[BEGIN Page text]

Figure 3. Planar Landmark System. 

*Z navigation coordinate 
W^Y n frame 




There are four coordinate frames in this paper. The world coordinate frame is based on the marker 
plane: x and y axes of the world coordinate frame constitute the plane where markers are placed. The 
origin of the world coordinate frame coincides with the center of the first marker. Foot positions are 
expressed in the world coordinate frame. 

The navigation coordinate frame is used in an inertial navigation algorithm. The origin of the 
navigation coordinate frame is the same as that of the world coordinate frame. The z axis of the 
navigation coordinate frame coincides with the local vertical. Unlike a usual navigation coordinate 
frame (where the x axis is in the direction of the magnetic north), the x axis lies on the x-z plane of 
the world coordinate frame. If markers are placed on the perfect plane, the inclination angle of the 
floor is zero and two coordinate frames are the same.

[END Page text]
[BEGIN Data provided]

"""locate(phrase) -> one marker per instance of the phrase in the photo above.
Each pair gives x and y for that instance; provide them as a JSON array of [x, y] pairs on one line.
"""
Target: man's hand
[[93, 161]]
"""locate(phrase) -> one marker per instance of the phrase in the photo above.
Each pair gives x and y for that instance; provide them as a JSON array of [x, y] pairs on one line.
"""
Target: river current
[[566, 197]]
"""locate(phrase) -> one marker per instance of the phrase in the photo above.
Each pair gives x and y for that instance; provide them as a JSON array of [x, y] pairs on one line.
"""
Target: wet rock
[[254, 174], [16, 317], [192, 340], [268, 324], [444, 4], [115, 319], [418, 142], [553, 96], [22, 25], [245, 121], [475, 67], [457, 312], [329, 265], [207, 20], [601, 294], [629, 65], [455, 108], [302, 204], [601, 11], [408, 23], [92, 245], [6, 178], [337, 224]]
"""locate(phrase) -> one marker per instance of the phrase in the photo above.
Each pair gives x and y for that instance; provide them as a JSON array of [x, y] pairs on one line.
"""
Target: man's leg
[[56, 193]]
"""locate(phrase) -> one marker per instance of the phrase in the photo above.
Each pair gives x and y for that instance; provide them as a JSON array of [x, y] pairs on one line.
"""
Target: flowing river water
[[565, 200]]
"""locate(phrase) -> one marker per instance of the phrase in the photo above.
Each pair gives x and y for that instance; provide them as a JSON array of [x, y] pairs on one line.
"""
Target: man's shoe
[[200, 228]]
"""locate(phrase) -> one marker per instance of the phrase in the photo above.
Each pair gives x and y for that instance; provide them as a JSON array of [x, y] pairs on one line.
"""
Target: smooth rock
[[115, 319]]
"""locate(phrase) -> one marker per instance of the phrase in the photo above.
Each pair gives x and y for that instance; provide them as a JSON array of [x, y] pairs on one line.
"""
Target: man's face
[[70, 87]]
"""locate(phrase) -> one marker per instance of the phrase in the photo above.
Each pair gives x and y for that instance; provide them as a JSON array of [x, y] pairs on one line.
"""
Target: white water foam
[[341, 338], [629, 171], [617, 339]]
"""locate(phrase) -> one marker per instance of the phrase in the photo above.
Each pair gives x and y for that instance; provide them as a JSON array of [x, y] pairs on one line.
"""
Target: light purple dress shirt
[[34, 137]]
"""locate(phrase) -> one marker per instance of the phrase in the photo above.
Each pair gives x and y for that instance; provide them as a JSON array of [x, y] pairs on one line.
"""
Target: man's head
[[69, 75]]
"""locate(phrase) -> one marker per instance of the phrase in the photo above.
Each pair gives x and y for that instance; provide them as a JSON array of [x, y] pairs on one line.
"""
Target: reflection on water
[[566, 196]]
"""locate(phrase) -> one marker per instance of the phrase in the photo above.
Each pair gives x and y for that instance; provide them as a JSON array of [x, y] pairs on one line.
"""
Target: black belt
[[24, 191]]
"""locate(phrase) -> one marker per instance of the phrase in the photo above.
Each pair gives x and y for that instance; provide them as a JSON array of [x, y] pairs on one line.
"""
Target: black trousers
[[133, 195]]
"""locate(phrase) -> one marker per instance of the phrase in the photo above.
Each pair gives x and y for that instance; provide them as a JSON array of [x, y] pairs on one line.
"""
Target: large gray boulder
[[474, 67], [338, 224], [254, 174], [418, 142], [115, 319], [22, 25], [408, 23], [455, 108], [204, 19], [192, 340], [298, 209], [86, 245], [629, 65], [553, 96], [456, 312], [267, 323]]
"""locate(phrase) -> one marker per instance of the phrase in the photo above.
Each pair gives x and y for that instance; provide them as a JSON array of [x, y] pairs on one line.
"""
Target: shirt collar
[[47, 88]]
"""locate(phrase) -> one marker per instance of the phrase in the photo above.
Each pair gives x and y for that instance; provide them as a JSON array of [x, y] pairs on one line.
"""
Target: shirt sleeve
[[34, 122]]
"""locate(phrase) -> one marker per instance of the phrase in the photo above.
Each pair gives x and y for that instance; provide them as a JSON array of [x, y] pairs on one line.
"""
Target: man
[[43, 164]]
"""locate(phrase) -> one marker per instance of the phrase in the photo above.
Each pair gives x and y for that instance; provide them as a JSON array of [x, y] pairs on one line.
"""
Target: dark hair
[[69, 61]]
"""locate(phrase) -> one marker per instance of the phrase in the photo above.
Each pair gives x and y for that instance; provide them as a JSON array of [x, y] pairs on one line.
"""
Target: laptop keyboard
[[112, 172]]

[END Data provided]

• _Task objective_
Could you copy everything in the coordinate-frame text above, from "The navigation coordinate" down to "are the same.", word for word?

• _Correct response_
The navigation coordinate frame is used in an inertial navigation algorithm. The origin of the 
navigation coordinate frame is the same as that of the world coordinate frame. The z axis of the 
navigation coordinate frame coincides with the local vertical. Unlike a usual navigation coordinate 
frame (where the x axis is in the direction of the magnetic north), the x axis lies on the x-z plane of 
the world coordinate frame. If markers are placed on the perfect plane, the inclination angle of the 
floor is zero and two coordinate frames are the same.